------ Supplied records
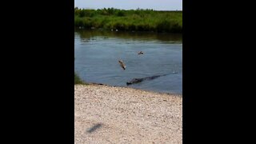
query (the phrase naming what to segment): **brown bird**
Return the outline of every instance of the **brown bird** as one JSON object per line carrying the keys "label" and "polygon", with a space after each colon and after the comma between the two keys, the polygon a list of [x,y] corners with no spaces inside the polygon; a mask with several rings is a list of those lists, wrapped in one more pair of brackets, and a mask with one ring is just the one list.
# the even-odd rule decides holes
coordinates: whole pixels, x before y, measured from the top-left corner
{"label": "brown bird", "polygon": [[140,51],[138,53],[138,54],[144,54],[142,51]]}
{"label": "brown bird", "polygon": [[121,60],[118,60],[118,62],[119,62],[121,67],[122,67],[123,70],[126,70],[126,65],[123,63],[123,62],[121,61]]}

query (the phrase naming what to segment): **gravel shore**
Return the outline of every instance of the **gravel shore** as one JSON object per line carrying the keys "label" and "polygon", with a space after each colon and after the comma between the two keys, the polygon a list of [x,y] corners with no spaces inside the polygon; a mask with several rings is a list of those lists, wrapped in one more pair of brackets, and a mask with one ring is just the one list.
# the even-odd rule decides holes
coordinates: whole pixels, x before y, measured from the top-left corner
{"label": "gravel shore", "polygon": [[75,85],[74,143],[182,143],[182,96]]}

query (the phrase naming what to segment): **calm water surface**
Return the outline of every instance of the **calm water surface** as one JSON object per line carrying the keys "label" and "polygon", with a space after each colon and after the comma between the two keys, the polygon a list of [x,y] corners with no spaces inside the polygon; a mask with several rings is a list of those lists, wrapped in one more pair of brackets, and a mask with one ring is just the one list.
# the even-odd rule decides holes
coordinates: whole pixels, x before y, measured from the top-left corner
{"label": "calm water surface", "polygon": [[[75,30],[74,57],[74,71],[86,82],[182,94],[180,34]],[[126,86],[134,78],[158,74],[167,75]]]}

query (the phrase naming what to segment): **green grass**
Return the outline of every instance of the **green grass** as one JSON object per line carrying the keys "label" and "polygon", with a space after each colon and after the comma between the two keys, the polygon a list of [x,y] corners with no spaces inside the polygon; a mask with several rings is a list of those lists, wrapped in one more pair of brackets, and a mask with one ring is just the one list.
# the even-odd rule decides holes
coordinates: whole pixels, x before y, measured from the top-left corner
{"label": "green grass", "polygon": [[74,26],[124,31],[182,32],[182,11],[74,9]]}

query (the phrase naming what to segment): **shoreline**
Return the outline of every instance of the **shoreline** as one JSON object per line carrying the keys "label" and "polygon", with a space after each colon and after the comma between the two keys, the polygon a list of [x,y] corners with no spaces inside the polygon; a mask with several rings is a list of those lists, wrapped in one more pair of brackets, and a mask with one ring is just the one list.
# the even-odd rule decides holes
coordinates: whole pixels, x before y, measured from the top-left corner
{"label": "shoreline", "polygon": [[[76,84],[76,85],[80,85],[80,84]],[[146,92],[149,92],[149,93],[155,93],[155,94],[168,94],[168,95],[172,95],[172,96],[182,97],[182,94],[180,94],[158,92],[158,91],[154,91],[154,90],[143,90],[143,89],[138,89],[138,88],[134,88],[134,87],[128,87],[128,86],[110,86],[110,85],[103,84],[103,83],[87,82],[86,85],[106,86],[110,86],[110,87],[127,88],[127,89],[133,89],[133,90],[138,90],[146,91]]]}
{"label": "shoreline", "polygon": [[74,85],[74,143],[182,143],[182,97]]}

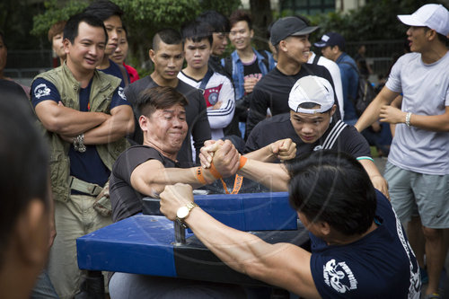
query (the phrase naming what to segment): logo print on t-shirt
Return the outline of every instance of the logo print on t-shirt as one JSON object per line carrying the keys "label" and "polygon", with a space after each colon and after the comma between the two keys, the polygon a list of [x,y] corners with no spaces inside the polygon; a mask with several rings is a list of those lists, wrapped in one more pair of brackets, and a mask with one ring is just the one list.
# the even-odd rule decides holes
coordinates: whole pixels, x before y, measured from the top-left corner
{"label": "logo print on t-shirt", "polygon": [[125,92],[123,90],[123,87],[119,87],[119,95],[120,96],[120,98],[122,98],[123,100],[127,101],[127,96],[125,95]]}
{"label": "logo print on t-shirt", "polygon": [[216,104],[222,86],[223,84],[220,84],[216,87],[207,88],[204,91],[204,99],[206,100],[207,107],[214,106],[215,104]]}
{"label": "logo print on t-shirt", "polygon": [[34,89],[34,96],[37,99],[40,99],[43,96],[49,95],[50,94],[50,89],[47,87],[47,84],[41,84],[36,86]]}
{"label": "logo print on t-shirt", "polygon": [[[332,286],[337,292],[346,293],[357,288],[357,280],[346,262],[336,263],[335,259],[330,259],[322,268],[322,270],[324,282],[329,286]],[[348,282],[349,286],[345,284]]]}

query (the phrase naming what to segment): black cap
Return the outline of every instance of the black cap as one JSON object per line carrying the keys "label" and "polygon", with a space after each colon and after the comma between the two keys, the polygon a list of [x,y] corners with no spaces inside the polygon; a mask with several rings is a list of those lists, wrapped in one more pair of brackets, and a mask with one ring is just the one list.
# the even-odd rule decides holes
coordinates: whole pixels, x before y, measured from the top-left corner
{"label": "black cap", "polygon": [[277,20],[271,27],[269,41],[276,46],[289,36],[310,34],[317,29],[318,26],[309,26],[298,17],[285,17]]}
{"label": "black cap", "polygon": [[341,50],[345,48],[345,38],[336,32],[328,32],[321,37],[321,40],[313,45],[318,48],[339,46]]}

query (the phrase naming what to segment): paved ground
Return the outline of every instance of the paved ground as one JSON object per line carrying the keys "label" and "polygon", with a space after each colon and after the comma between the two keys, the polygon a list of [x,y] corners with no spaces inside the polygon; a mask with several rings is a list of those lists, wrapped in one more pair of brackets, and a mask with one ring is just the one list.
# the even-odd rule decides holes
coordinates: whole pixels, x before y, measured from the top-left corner
{"label": "paved ground", "polygon": [[[381,171],[382,174],[383,174],[383,171],[385,170],[385,163],[387,162],[386,158],[374,158],[374,163],[379,169],[379,171]],[[449,270],[449,254],[446,256],[446,260],[445,263],[445,267],[446,270]],[[424,294],[426,290],[427,285],[423,286],[423,290],[422,294]],[[449,273],[446,272],[446,275],[444,276],[442,275],[441,280],[440,280],[440,286],[444,290],[444,294],[445,295],[444,298],[449,299]],[[424,295],[421,296],[421,298],[424,299]]]}

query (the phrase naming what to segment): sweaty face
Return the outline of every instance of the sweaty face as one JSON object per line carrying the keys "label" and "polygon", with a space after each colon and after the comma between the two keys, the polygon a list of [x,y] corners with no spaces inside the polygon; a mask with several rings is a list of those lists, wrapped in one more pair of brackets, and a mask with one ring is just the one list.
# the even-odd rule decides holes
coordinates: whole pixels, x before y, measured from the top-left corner
{"label": "sweaty face", "polygon": [[104,27],[106,27],[106,31],[108,31],[108,45],[106,46],[104,54],[110,56],[119,46],[119,40],[123,34],[123,24],[120,17],[118,15],[112,15],[106,19],[103,23]]}
{"label": "sweaty face", "polygon": [[207,39],[198,42],[186,40],[184,43],[184,55],[187,65],[192,68],[201,68],[207,65],[210,57],[210,44]]}
{"label": "sweaty face", "polygon": [[63,33],[57,33],[51,39],[51,48],[59,58],[66,59],[66,52],[64,52]]}
{"label": "sweaty face", "polygon": [[309,35],[290,36],[285,40],[284,45],[286,54],[290,59],[300,64],[307,63],[311,48]]}
{"label": "sweaty face", "polygon": [[329,128],[335,106],[330,112],[308,114],[290,111],[290,121],[298,136],[306,144],[317,141]]}
{"label": "sweaty face", "polygon": [[226,49],[227,37],[226,33],[224,32],[214,32],[212,33],[213,42],[212,42],[212,54],[215,56],[221,56],[223,52]]}
{"label": "sweaty face", "polygon": [[79,24],[78,36],[73,44],[66,39],[64,40],[67,64],[81,72],[95,69],[103,58],[105,47],[104,30],[84,22]]}
{"label": "sweaty face", "polygon": [[188,130],[186,110],[180,105],[155,110],[146,121],[141,121],[145,138],[151,145],[169,154],[177,154]]}
{"label": "sweaty face", "polygon": [[157,50],[150,50],[150,58],[154,64],[154,73],[163,80],[176,80],[184,62],[182,44],[168,45],[161,40]]}
{"label": "sweaty face", "polygon": [[8,50],[4,45],[3,39],[0,37],[0,72],[4,69],[6,66],[6,57],[8,57]]}
{"label": "sweaty face", "polygon": [[112,59],[113,62],[115,62],[118,65],[123,64],[127,57],[128,54],[128,40],[125,33],[123,36],[120,38],[119,40],[119,46],[114,51],[114,54],[110,57],[110,59]]}
{"label": "sweaty face", "polygon": [[229,33],[229,40],[231,43],[238,50],[243,50],[251,45],[251,39],[254,31],[250,30],[248,22],[245,21],[237,22]]}

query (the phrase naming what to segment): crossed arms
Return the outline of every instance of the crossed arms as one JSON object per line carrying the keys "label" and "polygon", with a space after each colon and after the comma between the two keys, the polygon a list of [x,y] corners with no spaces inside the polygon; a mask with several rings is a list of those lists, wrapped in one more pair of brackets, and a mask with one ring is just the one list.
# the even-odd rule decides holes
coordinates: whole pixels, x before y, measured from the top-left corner
{"label": "crossed arms", "polygon": [[83,112],[48,100],[40,102],[35,110],[45,128],[70,143],[74,136],[84,134],[84,145],[107,144],[134,130],[133,110],[128,105],[114,107],[110,115]]}

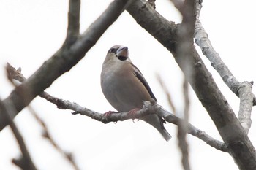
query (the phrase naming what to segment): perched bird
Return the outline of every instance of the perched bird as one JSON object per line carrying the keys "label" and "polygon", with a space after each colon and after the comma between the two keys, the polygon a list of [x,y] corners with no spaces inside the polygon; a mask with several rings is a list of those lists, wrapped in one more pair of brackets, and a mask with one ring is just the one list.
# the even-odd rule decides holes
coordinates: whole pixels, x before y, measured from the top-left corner
{"label": "perched bird", "polygon": [[[143,101],[151,98],[157,101],[144,77],[131,62],[127,47],[115,45],[108,50],[102,65],[101,86],[108,102],[120,112],[141,109]],[[141,120],[156,128],[166,141],[171,138],[159,116],[146,115]]]}

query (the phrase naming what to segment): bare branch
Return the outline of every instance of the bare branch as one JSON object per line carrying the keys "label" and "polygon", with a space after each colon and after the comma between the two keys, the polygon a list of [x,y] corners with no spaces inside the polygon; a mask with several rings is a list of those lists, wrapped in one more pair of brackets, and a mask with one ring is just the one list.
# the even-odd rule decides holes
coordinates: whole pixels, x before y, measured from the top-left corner
{"label": "bare branch", "polygon": [[182,166],[184,170],[189,170],[189,160],[188,144],[187,142],[186,134],[187,131],[187,125],[189,119],[189,98],[188,91],[188,82],[184,79],[183,84],[184,96],[184,121],[179,121],[178,128],[178,146],[182,153]]}
{"label": "bare branch", "polygon": [[156,0],[148,0],[148,2],[154,9],[156,9]]}
{"label": "bare branch", "polygon": [[74,169],[78,170],[78,166],[75,163],[73,158],[73,155],[71,152],[67,152],[63,150],[61,147],[53,140],[53,136],[51,136],[48,128],[47,127],[45,123],[37,115],[36,111],[30,105],[28,106],[28,109],[32,115],[36,118],[37,122],[41,125],[43,128],[42,136],[49,140],[49,142],[53,144],[56,150],[58,150],[73,166]]}
{"label": "bare branch", "polygon": [[252,124],[251,112],[253,101],[255,98],[252,91],[252,82],[238,82],[215,51],[199,20],[201,7],[200,1],[197,0],[197,20],[195,28],[195,42],[201,48],[204,55],[211,61],[211,66],[217,71],[224,82],[240,98],[238,120],[246,133],[248,134]]}
{"label": "bare branch", "polygon": [[10,115],[12,115],[13,112],[15,112],[15,107],[12,103],[3,103],[0,100],[0,107],[3,108],[4,112],[2,112],[2,114],[4,114],[4,117],[6,120],[8,121],[8,124],[10,125],[12,131],[14,134],[14,136],[16,138],[17,142],[18,144],[18,146],[20,147],[20,150],[21,151],[22,155],[18,159],[13,159],[12,162],[16,166],[19,166],[20,169],[23,170],[29,169],[29,170],[36,170],[37,168],[34,166],[29,152],[26,148],[25,142],[23,140],[23,138],[22,135],[20,134],[19,130],[18,129],[16,125],[13,122],[12,119]]}
{"label": "bare branch", "polygon": [[[79,39],[70,47],[62,46],[50,59],[44,63],[22,85],[15,88],[10,95],[3,101],[12,101],[15,107],[12,119],[31,100],[49,87],[55,80],[74,66],[90,48],[94,45],[105,30],[118,18],[125,7],[134,0],[116,0],[87,28]],[[0,107],[0,112],[2,109]],[[7,121],[0,114],[0,131]]]}
{"label": "bare branch", "polygon": [[[21,76],[19,74],[20,74],[21,73],[20,72],[15,72],[15,68],[12,68],[13,69],[11,71],[12,72],[12,77],[11,77],[10,78],[15,79],[16,77],[18,77],[18,79],[20,79]],[[24,80],[25,77],[23,77],[23,79],[21,80],[21,81]],[[44,98],[47,101],[56,104],[59,109],[73,110],[75,112],[72,112],[72,114],[74,115],[80,114],[82,115],[86,115],[96,120],[102,122],[103,123],[108,123],[110,122],[124,121],[128,119],[139,119],[143,116],[156,113],[157,113],[157,115],[159,115],[160,117],[163,117],[167,122],[175,124],[176,125],[178,125],[180,123],[183,123],[183,122],[184,121],[184,120],[177,117],[173,114],[171,114],[169,112],[164,109],[154,101],[151,102],[145,101],[143,108],[139,111],[137,111],[135,114],[129,114],[128,112],[113,112],[109,115],[107,115],[83,107],[76,103],[72,103],[69,101],[62,100],[56,97],[53,97],[46,92],[42,93],[40,94],[40,96],[42,98]],[[187,133],[202,139],[206,144],[216,148],[217,150],[219,150],[223,152],[227,152],[227,147],[225,144],[213,139],[209,135],[206,134],[204,131],[195,128],[190,123],[187,123]]]}
{"label": "bare branch", "polygon": [[193,44],[186,49],[191,60],[187,62],[187,66],[189,66],[192,72],[188,72],[186,65],[182,63],[186,58],[178,53],[180,39],[177,34],[181,28],[179,25],[165,19],[144,0],[135,1],[127,11],[141,27],[172,53],[198,99],[213,120],[223,141],[228,144],[229,153],[238,166],[241,169],[255,169],[255,149]]}
{"label": "bare branch", "polygon": [[166,85],[164,83],[164,82],[163,82],[163,80],[159,74],[156,74],[156,77],[157,77],[157,79],[162,87],[162,89],[164,90],[165,94],[166,95],[167,100],[168,101],[168,104],[169,104],[171,109],[173,110],[173,112],[174,113],[174,115],[176,115],[176,109],[174,106],[171,95],[170,95],[170,92],[168,91],[168,89],[167,88]]}
{"label": "bare branch", "polygon": [[80,0],[69,0],[68,25],[64,44],[72,45],[80,35]]}

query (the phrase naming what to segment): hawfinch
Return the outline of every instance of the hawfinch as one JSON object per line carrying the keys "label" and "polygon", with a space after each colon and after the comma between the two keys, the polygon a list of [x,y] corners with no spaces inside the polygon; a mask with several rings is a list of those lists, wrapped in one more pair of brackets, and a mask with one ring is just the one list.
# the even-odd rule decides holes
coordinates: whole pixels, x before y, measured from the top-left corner
{"label": "hawfinch", "polygon": [[[140,109],[143,101],[151,98],[157,101],[144,77],[129,59],[127,47],[115,45],[108,50],[102,65],[101,86],[108,102],[120,112]],[[171,138],[159,116],[150,115],[141,120],[157,128],[166,141]]]}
------------
To be done —
Return every line of the listing that contains the word "green". Matching is case-sensitive.

Solution to this problem —
query (the phrase naming what to segment): **green grass**
Return the outline of every instance of the **green grass** as one JSON object per line carrying the keys "label" and "polygon", with a space after each colon and after the comma between the two keys, the polygon a list of [x,y] corners with no spaces inside the polygon; a mask with several rings is a list of those lists, wrapped in one more pair of brackets, and a mask with one ring is just the one list.
{"label": "green grass", "polygon": [[74,26],[124,31],[182,32],[182,11],[74,9]]}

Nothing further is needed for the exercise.